BEGIN DOCUMENT SECTION
Saturday, January 28, 2012

Moxyland by Lauren Beukes

MoxylandMoxyland by Lauren Beukes
Around the world: 4 of 52 countries (South Africa)
My rating: 3.5 of 5 stars

Publisher summary:
You think you know what’s going on? You think you know who’s really in power? You have No. Fucking. Idea. Moxyland is an ultra-smart thriller about technological progress, and the freedoms it removes. In the near future, four hip young things live in a world where your online identity is at least as important as your physical one. Getting disconnected is a punishment worse than imprisonment, but someone’s got to stand up to government inc., whatever the cost.
This might be one instance where an audiobook has the potential to lead a reader (listener) into confusion more than reading the print might do. Moxyland is read by Nico Evers-Swindell, best known for his portrayal of Prince William in the made-for-tv movie William & Kate. While he does a good job with the voices and South African accents, the intertwining stories are hard to keep up with, particularly with the way the reader is dumped right into the center of everything already going on.

That's how living in a totalitarian, nearly-post-Apartheid South Africa can be sometimes. The four main characters in Moxyland don't seem to have a grasp of the big picture either, and can hardly keep up with navigating the landscape where your cellphone can punish you, viruses can be used as crowd control, and your body can be turned into an irrevocable product advertisement.  There isn't much that is easily discernible as being distinctly South African, except the threads of apartheid that have forever changed the political and interpersonal climate, little turns of phrase like ending a sentence with "good as," and the names.  I had read so many Booker nominees and other books set in South Africa, that I really wanted a different experience for this country's pick.  Mission accomplished, except it was probably closer to other books I read a lot of, because of the themes.

This has tastes of William Gibson and Cory Doctorow, and the realism is helped by the ten years Beukes spent as a journalist, where she started thinking "What would happen if...?" The world she has created is scary, but not difficult to imagine. After all, some of us are already living it.
END DOCUMENT SECTION
BEGIN STUDY MATERIAL
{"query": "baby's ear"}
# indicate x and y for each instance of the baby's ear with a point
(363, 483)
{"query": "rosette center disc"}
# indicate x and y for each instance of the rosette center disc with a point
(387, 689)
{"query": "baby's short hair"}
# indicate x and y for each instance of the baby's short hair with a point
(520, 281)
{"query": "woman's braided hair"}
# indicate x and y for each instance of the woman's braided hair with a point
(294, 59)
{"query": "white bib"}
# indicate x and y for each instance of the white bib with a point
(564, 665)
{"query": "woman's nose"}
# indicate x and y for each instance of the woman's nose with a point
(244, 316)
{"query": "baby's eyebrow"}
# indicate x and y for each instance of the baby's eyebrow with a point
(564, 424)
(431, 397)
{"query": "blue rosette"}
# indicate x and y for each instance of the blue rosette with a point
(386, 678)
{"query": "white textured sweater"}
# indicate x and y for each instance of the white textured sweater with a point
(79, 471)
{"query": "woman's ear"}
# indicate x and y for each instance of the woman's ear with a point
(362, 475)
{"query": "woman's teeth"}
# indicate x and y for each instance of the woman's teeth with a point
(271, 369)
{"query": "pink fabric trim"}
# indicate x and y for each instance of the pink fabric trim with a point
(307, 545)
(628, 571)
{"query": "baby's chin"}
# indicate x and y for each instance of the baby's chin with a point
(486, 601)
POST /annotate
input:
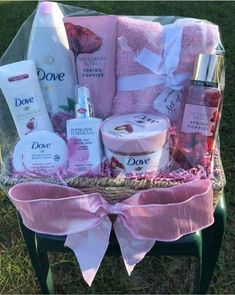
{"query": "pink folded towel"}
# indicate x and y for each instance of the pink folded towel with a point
(157, 57)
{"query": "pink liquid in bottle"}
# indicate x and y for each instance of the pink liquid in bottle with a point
(200, 107)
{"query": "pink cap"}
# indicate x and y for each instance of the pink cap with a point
(46, 7)
(135, 132)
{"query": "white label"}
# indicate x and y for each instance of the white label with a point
(138, 164)
(40, 151)
(136, 125)
(168, 103)
(199, 119)
(84, 145)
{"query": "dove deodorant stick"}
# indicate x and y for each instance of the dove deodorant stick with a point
(48, 48)
(20, 86)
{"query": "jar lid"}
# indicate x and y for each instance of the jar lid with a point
(135, 132)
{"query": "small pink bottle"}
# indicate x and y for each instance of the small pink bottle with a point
(83, 135)
(200, 108)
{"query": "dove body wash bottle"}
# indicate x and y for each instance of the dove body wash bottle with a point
(20, 86)
(83, 135)
(48, 47)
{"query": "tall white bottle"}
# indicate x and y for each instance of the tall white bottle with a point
(48, 47)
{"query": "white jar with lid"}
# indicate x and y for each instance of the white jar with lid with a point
(136, 143)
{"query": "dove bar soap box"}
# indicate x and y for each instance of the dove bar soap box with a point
(92, 40)
(42, 152)
(136, 143)
(20, 86)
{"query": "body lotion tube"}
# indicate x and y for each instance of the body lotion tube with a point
(20, 86)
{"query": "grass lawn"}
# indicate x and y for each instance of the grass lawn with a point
(158, 275)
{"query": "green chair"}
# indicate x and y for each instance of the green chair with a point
(204, 245)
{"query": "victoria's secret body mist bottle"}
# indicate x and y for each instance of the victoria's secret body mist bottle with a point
(200, 106)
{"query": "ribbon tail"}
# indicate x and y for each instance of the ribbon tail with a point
(133, 250)
(89, 248)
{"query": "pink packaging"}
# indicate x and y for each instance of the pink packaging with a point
(136, 143)
(92, 40)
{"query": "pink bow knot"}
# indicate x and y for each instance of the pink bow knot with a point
(163, 214)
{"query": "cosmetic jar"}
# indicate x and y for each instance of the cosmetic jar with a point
(136, 143)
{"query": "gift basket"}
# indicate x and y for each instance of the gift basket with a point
(125, 109)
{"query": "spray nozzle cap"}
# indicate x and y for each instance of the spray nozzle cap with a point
(83, 93)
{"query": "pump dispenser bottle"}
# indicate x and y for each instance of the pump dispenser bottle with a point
(83, 135)
(200, 108)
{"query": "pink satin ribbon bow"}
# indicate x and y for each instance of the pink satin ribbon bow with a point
(163, 214)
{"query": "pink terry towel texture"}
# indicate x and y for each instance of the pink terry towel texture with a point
(134, 35)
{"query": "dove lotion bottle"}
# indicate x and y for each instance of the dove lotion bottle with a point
(20, 86)
(83, 136)
(48, 47)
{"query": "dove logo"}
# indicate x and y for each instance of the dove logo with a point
(138, 162)
(23, 101)
(36, 145)
(43, 75)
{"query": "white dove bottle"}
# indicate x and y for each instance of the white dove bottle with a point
(48, 47)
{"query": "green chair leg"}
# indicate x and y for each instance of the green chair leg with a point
(211, 242)
(39, 260)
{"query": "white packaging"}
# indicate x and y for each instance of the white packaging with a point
(84, 144)
(40, 152)
(20, 86)
(48, 47)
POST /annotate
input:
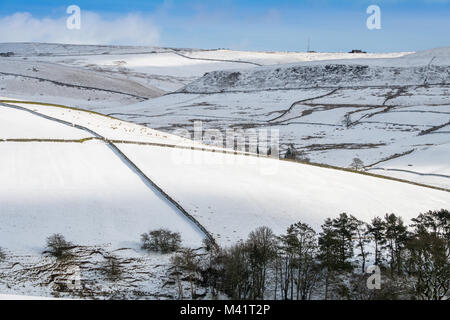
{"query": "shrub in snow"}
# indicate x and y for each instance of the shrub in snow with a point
(161, 240)
(57, 246)
(357, 164)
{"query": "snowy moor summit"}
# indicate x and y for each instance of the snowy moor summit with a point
(89, 145)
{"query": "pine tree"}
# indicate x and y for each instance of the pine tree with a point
(376, 231)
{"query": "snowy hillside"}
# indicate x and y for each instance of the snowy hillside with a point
(332, 112)
(90, 150)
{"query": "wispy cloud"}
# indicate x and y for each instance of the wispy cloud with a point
(131, 29)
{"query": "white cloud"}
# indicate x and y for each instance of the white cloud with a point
(130, 29)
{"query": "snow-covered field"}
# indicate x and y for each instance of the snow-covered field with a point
(104, 180)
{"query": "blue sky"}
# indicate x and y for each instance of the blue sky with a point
(331, 25)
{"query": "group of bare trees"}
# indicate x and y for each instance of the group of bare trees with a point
(302, 264)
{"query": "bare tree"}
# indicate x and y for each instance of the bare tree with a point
(161, 240)
(58, 246)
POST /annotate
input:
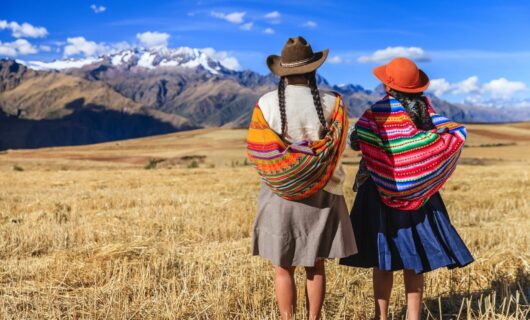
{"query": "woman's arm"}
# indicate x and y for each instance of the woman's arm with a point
(353, 140)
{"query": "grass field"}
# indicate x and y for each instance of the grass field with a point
(160, 227)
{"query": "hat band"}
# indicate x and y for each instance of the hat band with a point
(297, 63)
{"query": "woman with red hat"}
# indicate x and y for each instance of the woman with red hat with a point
(399, 219)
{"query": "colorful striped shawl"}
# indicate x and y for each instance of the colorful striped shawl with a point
(408, 165)
(298, 170)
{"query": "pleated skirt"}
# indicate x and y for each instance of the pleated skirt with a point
(298, 233)
(390, 239)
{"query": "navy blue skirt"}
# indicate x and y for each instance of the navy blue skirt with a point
(390, 239)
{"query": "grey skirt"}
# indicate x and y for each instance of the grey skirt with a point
(298, 233)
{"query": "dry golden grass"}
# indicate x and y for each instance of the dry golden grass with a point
(88, 233)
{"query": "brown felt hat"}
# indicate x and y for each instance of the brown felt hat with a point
(297, 58)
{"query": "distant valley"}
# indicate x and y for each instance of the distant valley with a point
(142, 92)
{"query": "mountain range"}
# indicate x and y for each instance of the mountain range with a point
(140, 92)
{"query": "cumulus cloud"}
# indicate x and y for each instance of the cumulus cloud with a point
(224, 57)
(247, 26)
(439, 86)
(153, 39)
(273, 17)
(385, 55)
(233, 17)
(310, 24)
(45, 48)
(24, 30)
(16, 48)
(98, 9)
(335, 60)
(81, 46)
(501, 88)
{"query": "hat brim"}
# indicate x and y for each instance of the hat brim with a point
(273, 62)
(380, 73)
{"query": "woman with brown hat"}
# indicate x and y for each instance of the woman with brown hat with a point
(295, 140)
(399, 218)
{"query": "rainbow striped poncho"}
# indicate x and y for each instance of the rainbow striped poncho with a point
(298, 170)
(408, 165)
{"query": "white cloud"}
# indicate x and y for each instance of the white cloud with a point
(439, 86)
(24, 30)
(224, 57)
(310, 24)
(335, 60)
(233, 17)
(153, 39)
(17, 47)
(273, 15)
(476, 92)
(385, 55)
(98, 9)
(247, 26)
(503, 88)
(469, 85)
(81, 46)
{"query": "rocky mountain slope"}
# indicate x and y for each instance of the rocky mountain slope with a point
(141, 92)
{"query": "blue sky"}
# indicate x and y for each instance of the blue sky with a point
(474, 50)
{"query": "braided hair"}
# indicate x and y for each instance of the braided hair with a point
(311, 79)
(416, 107)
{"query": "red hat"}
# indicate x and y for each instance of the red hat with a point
(403, 75)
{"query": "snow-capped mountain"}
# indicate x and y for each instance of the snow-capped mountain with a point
(184, 57)
(138, 92)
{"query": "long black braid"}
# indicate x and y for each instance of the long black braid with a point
(416, 108)
(281, 99)
(311, 78)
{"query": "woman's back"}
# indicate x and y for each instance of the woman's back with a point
(302, 121)
(302, 118)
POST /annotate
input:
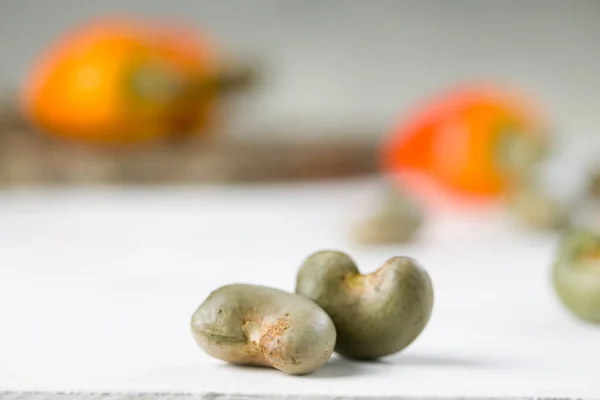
END STUDY MATERIAL
WORK REQUEST
Please give the name of the person who reads the Moxyland audiobook, according to the review.

ANSWER SECTION
Nico Evers-Swindell